++++ EXTRAIT DU DOCUMENT ++++
Comme chaque année, le Dr Annick Berthe Hemse Mikolo, directrice de l’hôpital de référence de Makélékélé à Brazzaville, a patronné du 18 au 30 octobre 2021, la campagne de dépistage gratuit contre le cancer dénommée «Octobre rose», sur le thème: «Tous mobilisés contre le cancer». Elle a permis de consulter un échantillon de 150 femmes. Dans l’entretien ci-après, le Dr Bab Salam Ngouaka, cancérologue revient sur cette activité en sensibilisant le public sur ce fléau de santé publique. Selon les statistiques, au Congo, il y aurait environ 5000 cas de cancer par an.
* Quelles activités avez-vous mené Dr Bab Salam dans le cadre de cette campagne dénommée «Octobre rose»?
** ‘’Octobre rose’’ est un mois reconnu universellement par l’OMS et la Communauté internationale, consacré à la lutte contre le cancer. Il s’agit de mener des actions de prévention primaire et secondaire sur le dépistage. C’est une campagne qui a commencé aux Etats-Unis dans les années 1960 et qui est arrivée en France; c’est devenu une affaire universelle. En ce qui concerne le Congo, depuis que nous avons commencé à organiser les activités dans ce cadre, nous avons décidé d’inclure souvent deux cancers, les plus fréquents, que sont le cancer de sein et le cancer du col de l’utérus. Parce que ce sont des cancers qui ne surviennent pas du jour au lendemain. C’est pour cela que le dépistage à travers la campagne ‘’Octobre rose’’ est une bonne chose. Le dépistage est fait pour des personnes qui théoriquement ou apparemment ne sont pas malades. Elles arrivent et nous voyons si elles ont des signes parce que le cancer pendant longtemps évolue sans signe, de façon silencieuse.
La stratégie de ce dépistage surtout pour le cancer du col de l’utérus est qu’il passe par plusieurs étapes. Il y a des étapes qu’on appelle précancéreuses, qui précèdent l’arrivée du cancer. C’est ce qu’on appelle les dysplasies légères, dysplasies modérées, dysplasies sévères.
++++ EXTRAITS DE DONNÉES ++++
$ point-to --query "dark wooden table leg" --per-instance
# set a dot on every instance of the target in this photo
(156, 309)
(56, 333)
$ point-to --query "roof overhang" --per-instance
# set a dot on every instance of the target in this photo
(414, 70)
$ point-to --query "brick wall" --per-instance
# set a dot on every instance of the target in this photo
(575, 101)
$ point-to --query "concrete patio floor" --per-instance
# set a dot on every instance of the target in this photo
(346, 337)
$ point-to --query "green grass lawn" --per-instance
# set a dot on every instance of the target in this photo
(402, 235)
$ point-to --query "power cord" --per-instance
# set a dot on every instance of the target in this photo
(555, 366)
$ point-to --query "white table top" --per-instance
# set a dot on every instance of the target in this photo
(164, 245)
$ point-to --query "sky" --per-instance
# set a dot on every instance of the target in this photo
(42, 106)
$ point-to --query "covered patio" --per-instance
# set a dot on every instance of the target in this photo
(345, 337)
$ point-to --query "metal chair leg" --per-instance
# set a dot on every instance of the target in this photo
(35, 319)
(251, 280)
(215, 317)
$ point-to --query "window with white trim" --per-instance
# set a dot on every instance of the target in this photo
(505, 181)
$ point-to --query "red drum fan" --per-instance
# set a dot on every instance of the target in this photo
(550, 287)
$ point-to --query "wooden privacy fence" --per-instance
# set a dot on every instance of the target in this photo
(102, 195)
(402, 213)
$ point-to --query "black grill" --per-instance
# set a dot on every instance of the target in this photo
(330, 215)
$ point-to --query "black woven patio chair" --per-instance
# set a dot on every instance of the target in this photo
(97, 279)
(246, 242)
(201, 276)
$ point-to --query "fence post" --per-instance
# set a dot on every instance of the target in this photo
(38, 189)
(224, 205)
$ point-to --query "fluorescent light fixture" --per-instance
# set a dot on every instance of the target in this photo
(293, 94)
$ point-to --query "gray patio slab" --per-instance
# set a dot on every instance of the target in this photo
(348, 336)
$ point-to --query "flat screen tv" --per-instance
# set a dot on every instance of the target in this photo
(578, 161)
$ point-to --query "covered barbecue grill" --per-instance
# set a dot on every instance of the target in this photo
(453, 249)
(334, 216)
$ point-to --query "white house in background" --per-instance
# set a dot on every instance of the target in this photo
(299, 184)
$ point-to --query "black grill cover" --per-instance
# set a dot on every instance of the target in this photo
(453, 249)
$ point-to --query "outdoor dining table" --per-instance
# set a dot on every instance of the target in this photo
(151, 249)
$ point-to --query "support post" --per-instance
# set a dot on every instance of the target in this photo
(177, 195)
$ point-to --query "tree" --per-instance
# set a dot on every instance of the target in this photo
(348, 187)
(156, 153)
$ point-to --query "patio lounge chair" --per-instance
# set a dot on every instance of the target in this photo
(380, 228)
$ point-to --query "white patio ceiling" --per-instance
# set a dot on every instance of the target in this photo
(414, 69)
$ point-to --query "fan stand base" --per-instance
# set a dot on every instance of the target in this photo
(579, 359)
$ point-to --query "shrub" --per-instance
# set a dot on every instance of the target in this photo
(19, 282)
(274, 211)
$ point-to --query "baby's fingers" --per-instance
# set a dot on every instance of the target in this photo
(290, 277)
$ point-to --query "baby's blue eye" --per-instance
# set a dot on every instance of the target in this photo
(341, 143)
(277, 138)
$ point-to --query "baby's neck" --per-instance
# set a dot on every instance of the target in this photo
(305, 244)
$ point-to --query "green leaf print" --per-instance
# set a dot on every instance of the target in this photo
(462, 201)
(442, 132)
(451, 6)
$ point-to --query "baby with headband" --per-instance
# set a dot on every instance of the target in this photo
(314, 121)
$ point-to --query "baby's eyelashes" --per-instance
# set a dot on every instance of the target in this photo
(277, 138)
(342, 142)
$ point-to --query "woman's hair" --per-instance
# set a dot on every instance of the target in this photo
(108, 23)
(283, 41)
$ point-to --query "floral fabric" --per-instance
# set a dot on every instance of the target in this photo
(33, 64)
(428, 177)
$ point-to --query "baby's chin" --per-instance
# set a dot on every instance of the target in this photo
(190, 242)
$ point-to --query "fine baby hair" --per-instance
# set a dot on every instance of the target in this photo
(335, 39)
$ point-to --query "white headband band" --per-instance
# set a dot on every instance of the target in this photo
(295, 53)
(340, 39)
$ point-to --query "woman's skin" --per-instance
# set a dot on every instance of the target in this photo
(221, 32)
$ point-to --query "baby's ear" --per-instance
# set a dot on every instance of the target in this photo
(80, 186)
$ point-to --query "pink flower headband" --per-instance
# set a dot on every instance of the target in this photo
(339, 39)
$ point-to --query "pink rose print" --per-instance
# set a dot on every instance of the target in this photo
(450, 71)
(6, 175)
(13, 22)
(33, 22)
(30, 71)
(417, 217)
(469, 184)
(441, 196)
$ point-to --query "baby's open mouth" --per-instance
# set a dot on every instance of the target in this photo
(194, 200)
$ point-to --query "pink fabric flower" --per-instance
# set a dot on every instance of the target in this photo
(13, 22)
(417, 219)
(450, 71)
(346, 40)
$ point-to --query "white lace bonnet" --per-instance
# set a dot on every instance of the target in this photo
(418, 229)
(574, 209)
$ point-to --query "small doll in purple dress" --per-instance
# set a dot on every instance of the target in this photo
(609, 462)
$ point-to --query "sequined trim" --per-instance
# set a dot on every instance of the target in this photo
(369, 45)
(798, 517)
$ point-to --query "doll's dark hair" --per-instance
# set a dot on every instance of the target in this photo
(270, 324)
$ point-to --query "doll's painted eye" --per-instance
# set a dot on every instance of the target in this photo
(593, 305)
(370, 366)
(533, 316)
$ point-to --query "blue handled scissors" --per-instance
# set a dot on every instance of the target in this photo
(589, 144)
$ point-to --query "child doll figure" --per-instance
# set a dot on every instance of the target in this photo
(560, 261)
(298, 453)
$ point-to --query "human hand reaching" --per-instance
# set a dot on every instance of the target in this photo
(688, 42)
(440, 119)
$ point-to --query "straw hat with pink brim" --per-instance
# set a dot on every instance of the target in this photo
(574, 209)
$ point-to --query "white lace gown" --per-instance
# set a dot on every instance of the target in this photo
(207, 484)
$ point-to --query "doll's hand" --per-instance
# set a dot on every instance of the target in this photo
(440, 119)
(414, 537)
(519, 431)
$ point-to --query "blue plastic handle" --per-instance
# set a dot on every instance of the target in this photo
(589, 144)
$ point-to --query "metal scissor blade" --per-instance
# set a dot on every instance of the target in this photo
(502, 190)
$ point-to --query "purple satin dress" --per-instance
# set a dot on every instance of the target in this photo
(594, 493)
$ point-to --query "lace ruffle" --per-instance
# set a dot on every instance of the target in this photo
++++
CONSIGNE A:
Répondez aux questions suivantes d'après l'entretien sur Octobre rose.
(i) À quelles dates s'est déroulée la campagne de dépistage gratuit à Brazzaville ?
(ii) Dans quel pays et à quelle époque la campagne Octobre rose a-t-elle commencé ?
(iii) Quels deux cancers sont inclus dans les activités organisées au Congo ?
CONSIGNE B: Relevez dans l'entretien sur Octobre rose toutes les étapes précancéreuses nommées pour le cancer du col de l'utérus.
CONSIGNE C: Prolongez l'entretien sur Octobre rose à partir de sa dernière phrase.

RÉPONSE RÉDIGÉE A:
(i) Du 18 au 30 octobre 2021.
(ii) Aux États-Unis, dans les années 1960.
(iii) Le cancer du sein et le cancer du col de l'utérus.

RÉPONSE RÉDIGÉE B:
- Les dysplasies légères
- Les dysplasies modérées
- Les dysplasies sévères

RÉPONSE RÉDIGÉE C:
L’objectif du dépistage est non seulement de rechercher les lésions précancéreuses, mais aussi de découvrir les gens qui ont un cancer encore au stade précoce, au stade 1. La plupart de nos cancers ici au Congo on les découvre au stade 4, à la fin. Or à ce stade la guérison est pratiquement nulle.

* Peut-on guérir du cancer?
** Le cancer se guérit sauf que dans notre domaine la notion de guérison n’est pas la même que dans les autres spécialités. Chez nous quand on soigne un cancer, si on a fini toute la stratégie du traitement et qu’on constate qu’il n’y a plus rien, il faut surveiller le malade pendant cinq ans avant de confirmer que la personne est guérie. Pendant les cinq ans on se dit que la personne est en rémission complète, qu’elle n’a plus de signe de cancer ni sur le plan technique, ni sur le plan de l’imagerie, ni sur le plan sanguin, donc biologique. La guérison du cancer dépend du stade mais aussi de l’agressivité de chaque cancer. Tous les cancers ne sont pas pareils, il y a des cancers plus méchants que d’autres.

* A quoi sont dûs les cancers du sein et du col de l’utérus; pour le cas spécifique du Congo, et qu’est-ce qui expose les femmes à ces cancers?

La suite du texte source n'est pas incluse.